Published scientific research clearly and unequivocally illustrates the key roles of grains – both enriched and whole – in healthy dietary patterns and their significant contributions to diet quality. To clarify and correct potential consumer confusion resulting from this contradictory language, the members of the Grain Chain look forward to partnering with the USDA and HHS to help educate the public on the value of both enriched and whole grains.
More information about grains can be found at GoGrains.org.
Others in the Grain Chain weighed in on the recommendations published in the 2020-2025 Dietary Guidelines:
“The American Bakers Association is very appreciative of the thorough work of the DGAC as well as USDA staff in the culmination of their efforts, published today,” said Lee Sanders, senior vice president of government relations and public affairs, ABA. “ABA has been pleased to lead and work with the Grain Chain throughout the 2020-2025 process, and we strongly agree on the goodness of six grain servings, half enriched grains and half whole grains, on Americans’ daily plates.
“The Guidelines are an essential map for consumers, policy-makers, and feeding program implementers to use as they feed themselves, their families, and the most vulnerable in our country,” said Christine Cochran, executive director, Grain Foods Foundation. “The unity of the Grain Chain’s message and the importance of its being heard have been affirmed in this DGA cycle today: the nutritional contribution of grains is essential in the diet at all stages of life.
As a member of the Grain Chain coalition the USA Rice Federation supports and appreciates the ongoing efforts to provide input and guidance on the development of the 2020-2025 Dietary Guidelines for Americans. “Research has repeatedly demonstrated the benefits of enriched and whole grain consumption and its correlation to a healthy eating pattern,” said USA Rice President & CEO Betsy Ward. “USA Rice stands with its Grain Chain partners in support of the comments submitted and the overall recommendation that the nutritional benefit of grain consumption is vital at all stages of life.

Entries supplied ▸

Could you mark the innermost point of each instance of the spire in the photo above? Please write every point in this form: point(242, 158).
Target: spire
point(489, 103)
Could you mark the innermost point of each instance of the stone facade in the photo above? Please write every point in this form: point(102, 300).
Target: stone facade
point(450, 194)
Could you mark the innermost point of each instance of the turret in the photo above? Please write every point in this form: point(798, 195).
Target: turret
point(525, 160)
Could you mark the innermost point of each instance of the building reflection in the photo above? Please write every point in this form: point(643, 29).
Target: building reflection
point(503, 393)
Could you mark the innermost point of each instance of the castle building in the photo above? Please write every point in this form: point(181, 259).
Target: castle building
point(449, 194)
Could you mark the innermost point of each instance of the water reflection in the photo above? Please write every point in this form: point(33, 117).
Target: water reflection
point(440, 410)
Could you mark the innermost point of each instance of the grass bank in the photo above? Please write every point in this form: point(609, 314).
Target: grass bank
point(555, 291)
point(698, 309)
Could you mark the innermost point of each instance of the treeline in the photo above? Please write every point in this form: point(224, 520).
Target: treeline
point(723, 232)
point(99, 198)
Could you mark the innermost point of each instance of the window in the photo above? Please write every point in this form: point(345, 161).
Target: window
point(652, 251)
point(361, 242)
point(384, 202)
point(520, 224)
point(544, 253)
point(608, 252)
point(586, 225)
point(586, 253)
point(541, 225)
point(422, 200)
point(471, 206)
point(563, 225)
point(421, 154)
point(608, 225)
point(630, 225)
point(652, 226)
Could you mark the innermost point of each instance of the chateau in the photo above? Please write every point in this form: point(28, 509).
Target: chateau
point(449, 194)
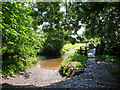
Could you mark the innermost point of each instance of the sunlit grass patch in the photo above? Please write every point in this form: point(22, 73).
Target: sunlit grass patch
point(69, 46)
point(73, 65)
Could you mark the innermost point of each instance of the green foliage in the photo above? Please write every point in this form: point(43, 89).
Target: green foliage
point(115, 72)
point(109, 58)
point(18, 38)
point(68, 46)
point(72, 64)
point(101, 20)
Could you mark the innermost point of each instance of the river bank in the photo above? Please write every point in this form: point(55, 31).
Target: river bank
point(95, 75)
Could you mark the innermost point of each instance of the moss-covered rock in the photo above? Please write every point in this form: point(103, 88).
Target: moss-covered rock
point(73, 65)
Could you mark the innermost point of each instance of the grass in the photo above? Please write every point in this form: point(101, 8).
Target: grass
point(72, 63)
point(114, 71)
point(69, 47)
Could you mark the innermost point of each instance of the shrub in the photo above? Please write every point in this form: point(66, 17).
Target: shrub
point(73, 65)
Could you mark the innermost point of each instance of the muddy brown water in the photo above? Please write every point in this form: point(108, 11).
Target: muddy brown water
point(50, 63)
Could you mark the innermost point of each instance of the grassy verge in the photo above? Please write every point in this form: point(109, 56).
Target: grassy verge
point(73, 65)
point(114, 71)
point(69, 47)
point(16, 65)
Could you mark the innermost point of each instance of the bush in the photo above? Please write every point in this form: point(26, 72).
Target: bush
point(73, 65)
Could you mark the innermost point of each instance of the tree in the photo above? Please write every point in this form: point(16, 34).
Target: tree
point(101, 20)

--

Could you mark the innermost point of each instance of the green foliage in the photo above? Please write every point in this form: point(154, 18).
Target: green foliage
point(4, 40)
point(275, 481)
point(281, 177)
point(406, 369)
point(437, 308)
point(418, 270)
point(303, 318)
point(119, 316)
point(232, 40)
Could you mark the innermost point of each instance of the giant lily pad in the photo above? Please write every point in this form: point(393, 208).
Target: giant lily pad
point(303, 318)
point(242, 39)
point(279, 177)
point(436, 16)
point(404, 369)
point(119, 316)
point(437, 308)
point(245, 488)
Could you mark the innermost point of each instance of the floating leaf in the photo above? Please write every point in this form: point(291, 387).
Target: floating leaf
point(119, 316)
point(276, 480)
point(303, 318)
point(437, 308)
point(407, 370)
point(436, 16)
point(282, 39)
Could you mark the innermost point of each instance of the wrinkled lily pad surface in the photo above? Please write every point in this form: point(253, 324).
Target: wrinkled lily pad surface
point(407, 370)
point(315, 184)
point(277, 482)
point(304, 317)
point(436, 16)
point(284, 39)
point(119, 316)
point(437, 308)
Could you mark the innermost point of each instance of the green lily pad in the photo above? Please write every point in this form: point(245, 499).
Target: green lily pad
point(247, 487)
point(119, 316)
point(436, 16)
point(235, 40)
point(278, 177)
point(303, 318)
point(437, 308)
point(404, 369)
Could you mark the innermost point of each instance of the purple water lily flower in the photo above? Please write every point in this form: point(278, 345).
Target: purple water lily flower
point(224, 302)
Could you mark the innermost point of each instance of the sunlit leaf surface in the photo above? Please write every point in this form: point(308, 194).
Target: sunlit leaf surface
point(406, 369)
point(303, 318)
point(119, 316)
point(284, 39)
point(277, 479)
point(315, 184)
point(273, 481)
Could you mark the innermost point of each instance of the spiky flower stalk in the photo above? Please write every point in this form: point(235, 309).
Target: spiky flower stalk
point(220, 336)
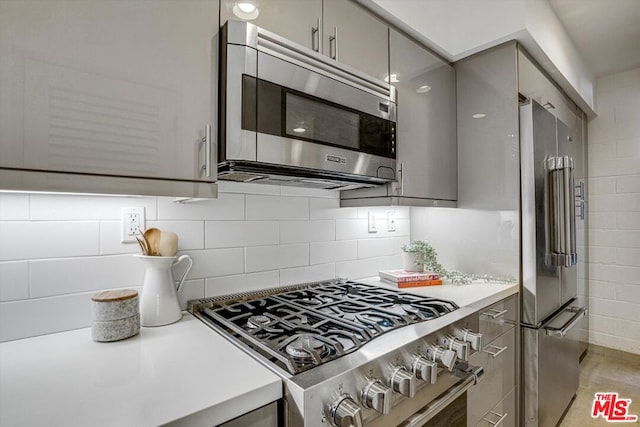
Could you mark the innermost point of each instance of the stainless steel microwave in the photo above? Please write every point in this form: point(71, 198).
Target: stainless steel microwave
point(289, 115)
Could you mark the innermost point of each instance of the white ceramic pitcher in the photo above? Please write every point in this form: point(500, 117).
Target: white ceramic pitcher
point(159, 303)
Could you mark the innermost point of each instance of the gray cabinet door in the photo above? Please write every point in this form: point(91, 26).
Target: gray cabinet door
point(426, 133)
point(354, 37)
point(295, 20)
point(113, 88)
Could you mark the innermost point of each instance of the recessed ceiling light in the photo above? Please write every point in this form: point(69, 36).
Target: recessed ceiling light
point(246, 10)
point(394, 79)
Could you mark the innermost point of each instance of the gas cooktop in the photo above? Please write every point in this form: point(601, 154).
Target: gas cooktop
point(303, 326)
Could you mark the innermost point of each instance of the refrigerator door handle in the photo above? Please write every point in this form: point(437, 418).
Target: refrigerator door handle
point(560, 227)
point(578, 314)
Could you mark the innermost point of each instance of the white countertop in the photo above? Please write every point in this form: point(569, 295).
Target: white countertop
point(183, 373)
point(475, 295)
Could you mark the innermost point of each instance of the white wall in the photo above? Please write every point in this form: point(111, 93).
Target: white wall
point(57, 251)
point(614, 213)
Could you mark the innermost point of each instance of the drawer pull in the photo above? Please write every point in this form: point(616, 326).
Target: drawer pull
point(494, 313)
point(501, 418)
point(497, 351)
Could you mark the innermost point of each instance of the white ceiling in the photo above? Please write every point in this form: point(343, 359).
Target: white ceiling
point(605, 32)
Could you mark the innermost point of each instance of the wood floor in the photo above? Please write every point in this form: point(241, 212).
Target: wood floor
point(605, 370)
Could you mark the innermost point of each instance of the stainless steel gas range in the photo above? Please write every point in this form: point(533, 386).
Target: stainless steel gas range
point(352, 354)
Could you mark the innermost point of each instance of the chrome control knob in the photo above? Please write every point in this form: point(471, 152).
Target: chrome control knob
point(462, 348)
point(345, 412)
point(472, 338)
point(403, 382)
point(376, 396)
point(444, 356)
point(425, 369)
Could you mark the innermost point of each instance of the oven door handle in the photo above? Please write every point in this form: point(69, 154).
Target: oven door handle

* * *

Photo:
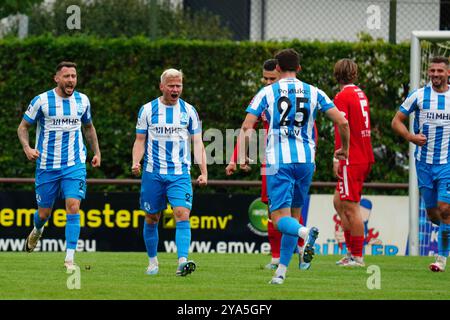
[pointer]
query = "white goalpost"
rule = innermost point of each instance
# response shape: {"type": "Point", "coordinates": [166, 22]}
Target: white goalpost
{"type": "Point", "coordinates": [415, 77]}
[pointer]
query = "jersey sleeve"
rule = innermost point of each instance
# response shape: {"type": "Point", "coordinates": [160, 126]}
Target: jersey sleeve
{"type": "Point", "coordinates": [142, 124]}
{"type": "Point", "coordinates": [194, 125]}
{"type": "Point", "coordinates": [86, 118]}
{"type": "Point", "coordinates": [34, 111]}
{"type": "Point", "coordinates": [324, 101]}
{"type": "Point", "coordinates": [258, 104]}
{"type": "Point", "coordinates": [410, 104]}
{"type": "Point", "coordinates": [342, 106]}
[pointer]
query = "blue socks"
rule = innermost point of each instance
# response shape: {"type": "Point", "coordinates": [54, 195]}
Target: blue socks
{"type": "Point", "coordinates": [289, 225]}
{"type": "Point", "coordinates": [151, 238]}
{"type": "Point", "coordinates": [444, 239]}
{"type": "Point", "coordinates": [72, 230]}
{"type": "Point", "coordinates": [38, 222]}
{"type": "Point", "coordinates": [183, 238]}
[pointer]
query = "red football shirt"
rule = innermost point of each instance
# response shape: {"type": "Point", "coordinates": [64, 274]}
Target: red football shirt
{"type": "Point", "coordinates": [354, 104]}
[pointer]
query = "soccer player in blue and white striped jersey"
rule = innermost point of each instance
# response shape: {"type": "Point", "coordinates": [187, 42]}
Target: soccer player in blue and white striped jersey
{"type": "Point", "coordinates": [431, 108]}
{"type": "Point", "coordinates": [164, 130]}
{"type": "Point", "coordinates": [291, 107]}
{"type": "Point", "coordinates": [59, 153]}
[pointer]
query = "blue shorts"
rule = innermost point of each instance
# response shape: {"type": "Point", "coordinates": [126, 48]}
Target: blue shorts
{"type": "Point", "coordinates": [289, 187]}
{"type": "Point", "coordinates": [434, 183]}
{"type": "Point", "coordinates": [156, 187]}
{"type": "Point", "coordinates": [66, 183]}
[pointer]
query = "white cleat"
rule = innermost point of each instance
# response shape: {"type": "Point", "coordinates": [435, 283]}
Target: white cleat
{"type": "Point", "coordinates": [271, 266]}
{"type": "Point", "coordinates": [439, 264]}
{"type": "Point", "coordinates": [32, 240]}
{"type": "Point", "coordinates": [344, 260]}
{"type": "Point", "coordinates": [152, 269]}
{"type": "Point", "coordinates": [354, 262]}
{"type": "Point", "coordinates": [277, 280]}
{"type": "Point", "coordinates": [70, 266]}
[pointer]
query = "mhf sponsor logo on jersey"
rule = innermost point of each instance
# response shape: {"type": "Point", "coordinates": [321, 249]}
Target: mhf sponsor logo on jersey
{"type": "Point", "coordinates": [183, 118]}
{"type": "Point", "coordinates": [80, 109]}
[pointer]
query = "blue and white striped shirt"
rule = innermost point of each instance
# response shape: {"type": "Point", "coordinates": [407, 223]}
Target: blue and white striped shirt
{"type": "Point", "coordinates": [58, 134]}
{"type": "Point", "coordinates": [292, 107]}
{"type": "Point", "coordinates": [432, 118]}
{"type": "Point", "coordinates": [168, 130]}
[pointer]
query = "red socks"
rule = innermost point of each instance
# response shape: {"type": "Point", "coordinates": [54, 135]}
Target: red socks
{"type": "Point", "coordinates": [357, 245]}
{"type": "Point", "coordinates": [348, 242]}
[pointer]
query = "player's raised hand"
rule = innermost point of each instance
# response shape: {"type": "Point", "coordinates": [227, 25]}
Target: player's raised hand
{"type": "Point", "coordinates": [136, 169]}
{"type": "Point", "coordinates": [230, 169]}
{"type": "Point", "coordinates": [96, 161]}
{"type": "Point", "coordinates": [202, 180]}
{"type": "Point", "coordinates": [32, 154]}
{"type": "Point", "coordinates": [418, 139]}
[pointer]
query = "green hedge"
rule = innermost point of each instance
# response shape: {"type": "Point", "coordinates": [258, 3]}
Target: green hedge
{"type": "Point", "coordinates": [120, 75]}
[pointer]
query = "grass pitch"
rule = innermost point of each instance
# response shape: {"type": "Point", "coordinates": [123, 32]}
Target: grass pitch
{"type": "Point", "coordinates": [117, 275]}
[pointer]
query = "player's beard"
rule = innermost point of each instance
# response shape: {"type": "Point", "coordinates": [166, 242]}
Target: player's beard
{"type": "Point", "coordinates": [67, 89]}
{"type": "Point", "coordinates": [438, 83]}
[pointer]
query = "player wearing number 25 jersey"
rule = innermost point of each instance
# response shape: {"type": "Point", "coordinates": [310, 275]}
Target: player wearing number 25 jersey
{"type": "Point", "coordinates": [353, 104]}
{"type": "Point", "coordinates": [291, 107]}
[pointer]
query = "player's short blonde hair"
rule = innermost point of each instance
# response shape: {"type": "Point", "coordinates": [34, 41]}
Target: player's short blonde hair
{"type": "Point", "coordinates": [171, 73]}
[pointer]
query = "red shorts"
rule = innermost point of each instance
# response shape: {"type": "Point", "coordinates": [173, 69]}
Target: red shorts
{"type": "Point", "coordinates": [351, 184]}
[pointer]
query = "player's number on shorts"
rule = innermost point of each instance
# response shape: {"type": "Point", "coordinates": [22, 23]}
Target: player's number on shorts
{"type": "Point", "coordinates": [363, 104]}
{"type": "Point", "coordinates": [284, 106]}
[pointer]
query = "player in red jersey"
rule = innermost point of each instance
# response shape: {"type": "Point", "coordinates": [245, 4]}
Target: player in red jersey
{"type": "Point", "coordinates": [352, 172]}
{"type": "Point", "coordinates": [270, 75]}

Assigned task 1 ▸
Answer these questions using the statement on grains:
(a) What title does Lee Sanders hold at the ABA?
(b) At which website can more information about grains be found?
(c) What position does Christine Cochran hold?
Assigned task 2 ▸
Based on the statement on grains, why do the members of the Grain Chain look forward to partnering with the USDA and HHS?
Assigned task 3 ▸
Echo the statement on grains word for word between "As a member" and "vital at all stages of life.", inclusive.

Exercise result 1 ▸
(a) Senior vice president of government relations and public affairs.
(b) GoGrains.org.
(c) Executive director of the Grain Foods Foundation.

Exercise result 2 ▸
They want to clarify and correct potential consumer confusion caused by contradictory language. They also want to help educate the public on the value of both enriched and whole grains.

Exercise result 3 ▸
As a member of the Grain Chain coalition the USA Rice Federation supports and appreciates the ongoing efforts to provide input and guidance on the development of the 2020-2025 Dietary Guidelines for Americans. “Research has repeatedly demonstrated the benefits of enriched and whole grain consumption and its correlation to a healthy eating pattern,” said USA Rice President & CEO Betsy Ward. “USA Rice stands with its Grain Chain partners in support of the comments submitted and the overall recommendation that the nutritional benefit of grain consumption is vital at all stages of life.